§ **EXCERPT TO READ**:
* START *
Re: [htdig] Infinite loop problem with htdig


Subject: Re: [htdig] Infinite loop problem with htdig
From: Geoff Hutchison (ghutchis@wso.williams.edu)
Date: Fri Jun 09 2000 - 14:30:31 PDT


On Fri, 9 Jun 2000, Joe Baker wrote:

> 12555:121140:3:http://www.amnestyusa.org/countries/colombia/index.html/actions/r
> eports/blueprint/reports/blueprint/reports/blueprint/reports/blueprint/reports/b
> lueprint/reports/blueprint/reports/blueprint/reports/blueprint/senate12221999.ht
> ml:
>
> The actual directories are /home/aiusa/public_html/countries/colombia/actions
> and /home/aiusa/public_html/countries/colombia/actions

Sigh. This is a problem from a broken link and a webserver
misconfiguration. You probably have server-parsed pages (SSI) turned on,
right? The problem is that the HTTP spec allows the server to pass along a
virtual directory PATH_INFO to a CGI or server-parsed page. You'll notice
that if you try that URL yourself, it does actually work on the
server--most people would naturally expect a 404 or for the bit after the
index.html to be ignored.

So neither the server nor htdig is doing anything "wrong." It's just that
htdig can't dectect that it's in a loop because the URLs are different.

If you don't use server-parsing on your .html files, turn it off!

> We are just trying to index our own server. Is there a fix for this? A
> configuration option that I'm missing?
* END *
§ **PROBLEMS AND TASKS**:
1 > Condense the paragraph of the htdig reply that begins "Sigh. This is a problem" into two or three sentences that keep its main facts.
2 > In the htdig reply, what reason is given for htdig being unable to detect that it is in a loop?
The entries that come next are separate material with no tie to the htdig reply.

(Pointing dataset entries)
* START *
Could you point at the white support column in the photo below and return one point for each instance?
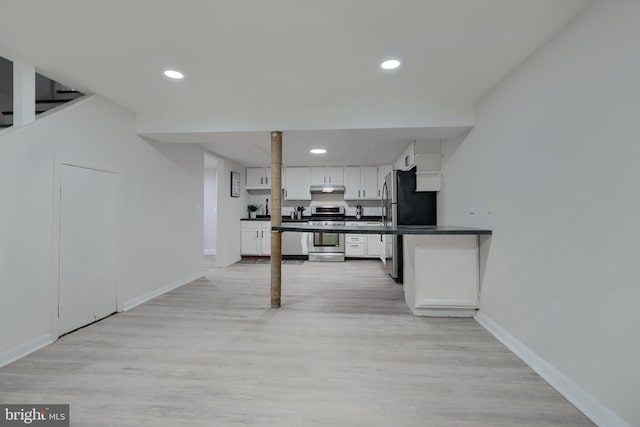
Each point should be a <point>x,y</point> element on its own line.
<point>24,93</point>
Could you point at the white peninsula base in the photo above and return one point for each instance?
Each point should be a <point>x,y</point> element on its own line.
<point>441,275</point>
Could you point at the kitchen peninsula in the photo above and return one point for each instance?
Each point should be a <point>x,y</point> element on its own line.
<point>441,264</point>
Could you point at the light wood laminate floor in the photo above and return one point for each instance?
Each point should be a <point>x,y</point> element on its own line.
<point>344,350</point>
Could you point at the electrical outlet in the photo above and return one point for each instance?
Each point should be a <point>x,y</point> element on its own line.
<point>554,318</point>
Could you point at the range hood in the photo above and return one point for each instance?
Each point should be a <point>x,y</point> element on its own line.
<point>327,188</point>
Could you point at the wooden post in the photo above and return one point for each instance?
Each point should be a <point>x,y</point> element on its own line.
<point>276,217</point>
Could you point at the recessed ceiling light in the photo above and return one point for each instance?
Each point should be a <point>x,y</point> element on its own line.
<point>173,74</point>
<point>390,64</point>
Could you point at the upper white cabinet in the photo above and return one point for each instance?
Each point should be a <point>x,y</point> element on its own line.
<point>407,159</point>
<point>361,182</point>
<point>369,182</point>
<point>383,171</point>
<point>352,182</point>
<point>428,158</point>
<point>297,182</point>
<point>321,175</point>
<point>425,155</point>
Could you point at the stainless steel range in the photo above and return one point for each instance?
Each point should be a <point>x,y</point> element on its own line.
<point>326,246</point>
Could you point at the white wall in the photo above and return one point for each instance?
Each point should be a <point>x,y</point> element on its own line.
<point>555,152</point>
<point>230,210</point>
<point>210,210</point>
<point>159,214</point>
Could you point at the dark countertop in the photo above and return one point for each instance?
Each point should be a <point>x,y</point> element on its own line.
<point>306,219</point>
<point>400,229</point>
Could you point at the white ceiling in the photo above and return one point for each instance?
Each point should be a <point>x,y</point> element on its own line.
<point>344,147</point>
<point>289,65</point>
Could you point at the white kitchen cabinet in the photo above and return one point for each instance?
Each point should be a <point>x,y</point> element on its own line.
<point>363,245</point>
<point>249,238</point>
<point>441,274</point>
<point>297,182</point>
<point>407,159</point>
<point>352,182</point>
<point>383,171</point>
<point>255,238</point>
<point>374,245</point>
<point>369,182</point>
<point>321,175</point>
<point>428,159</point>
<point>361,182</point>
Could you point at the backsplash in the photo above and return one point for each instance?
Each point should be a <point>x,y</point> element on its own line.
<point>369,207</point>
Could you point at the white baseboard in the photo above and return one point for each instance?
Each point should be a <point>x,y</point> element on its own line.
<point>11,355</point>
<point>128,305</point>
<point>580,398</point>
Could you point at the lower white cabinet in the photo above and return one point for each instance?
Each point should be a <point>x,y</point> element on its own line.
<point>355,245</point>
<point>255,238</point>
<point>441,274</point>
<point>363,245</point>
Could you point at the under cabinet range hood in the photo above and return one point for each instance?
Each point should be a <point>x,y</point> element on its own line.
<point>326,188</point>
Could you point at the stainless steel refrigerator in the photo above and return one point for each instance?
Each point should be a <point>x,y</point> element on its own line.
<point>403,205</point>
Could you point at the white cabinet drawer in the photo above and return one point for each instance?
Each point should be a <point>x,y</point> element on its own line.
<point>351,238</point>
<point>354,249</point>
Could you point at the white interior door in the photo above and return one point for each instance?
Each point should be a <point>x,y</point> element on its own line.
<point>88,270</point>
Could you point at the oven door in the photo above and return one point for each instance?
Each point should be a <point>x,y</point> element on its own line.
<point>326,242</point>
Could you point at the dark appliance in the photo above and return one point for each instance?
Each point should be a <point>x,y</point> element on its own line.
<point>326,246</point>
<point>403,205</point>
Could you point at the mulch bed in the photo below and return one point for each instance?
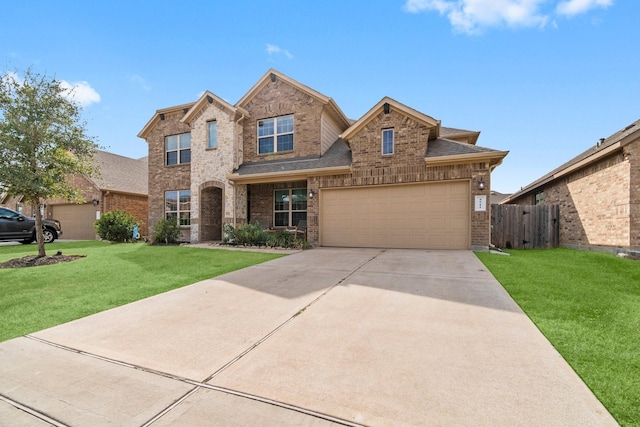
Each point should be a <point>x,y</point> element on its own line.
<point>35,260</point>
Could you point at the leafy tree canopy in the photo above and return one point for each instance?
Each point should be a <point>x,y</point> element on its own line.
<point>42,139</point>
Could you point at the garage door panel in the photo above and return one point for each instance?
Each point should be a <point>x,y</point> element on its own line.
<point>434,215</point>
<point>76,221</point>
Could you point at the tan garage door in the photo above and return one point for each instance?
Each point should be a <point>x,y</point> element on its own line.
<point>424,216</point>
<point>76,221</point>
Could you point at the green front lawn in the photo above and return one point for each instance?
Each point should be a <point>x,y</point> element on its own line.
<point>588,305</point>
<point>111,275</point>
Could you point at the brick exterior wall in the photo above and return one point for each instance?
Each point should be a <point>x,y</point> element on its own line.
<point>135,205</point>
<point>261,200</point>
<point>632,154</point>
<point>279,99</point>
<point>480,221</point>
<point>598,204</point>
<point>161,177</point>
<point>410,143</point>
<point>213,197</point>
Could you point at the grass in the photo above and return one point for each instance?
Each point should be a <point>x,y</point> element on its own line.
<point>588,305</point>
<point>111,275</point>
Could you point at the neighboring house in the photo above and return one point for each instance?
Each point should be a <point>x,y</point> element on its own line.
<point>121,185</point>
<point>285,153</point>
<point>598,193</point>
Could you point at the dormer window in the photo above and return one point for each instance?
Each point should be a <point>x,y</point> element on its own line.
<point>275,135</point>
<point>387,141</point>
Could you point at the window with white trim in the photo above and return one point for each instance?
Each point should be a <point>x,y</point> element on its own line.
<point>387,141</point>
<point>289,207</point>
<point>212,134</point>
<point>178,205</point>
<point>177,149</point>
<point>275,135</point>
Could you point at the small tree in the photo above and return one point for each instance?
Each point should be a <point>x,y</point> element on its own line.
<point>42,141</point>
<point>115,226</point>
* END *
§ **SOLUTIONS TO THE TASKS**:
1 > The problem comes from a broken link combined with a webserver misconfiguration, probably server-parsed pages (SSI) being turned on. Because the HTTP spec lets the server pass a virtual directory PATH_INFO to a CGI or server-parsed page, the looping URL actually works on the server. Most people would instead expect a 404 or for the part after index.html to be ignored.

2 > The URLs are different.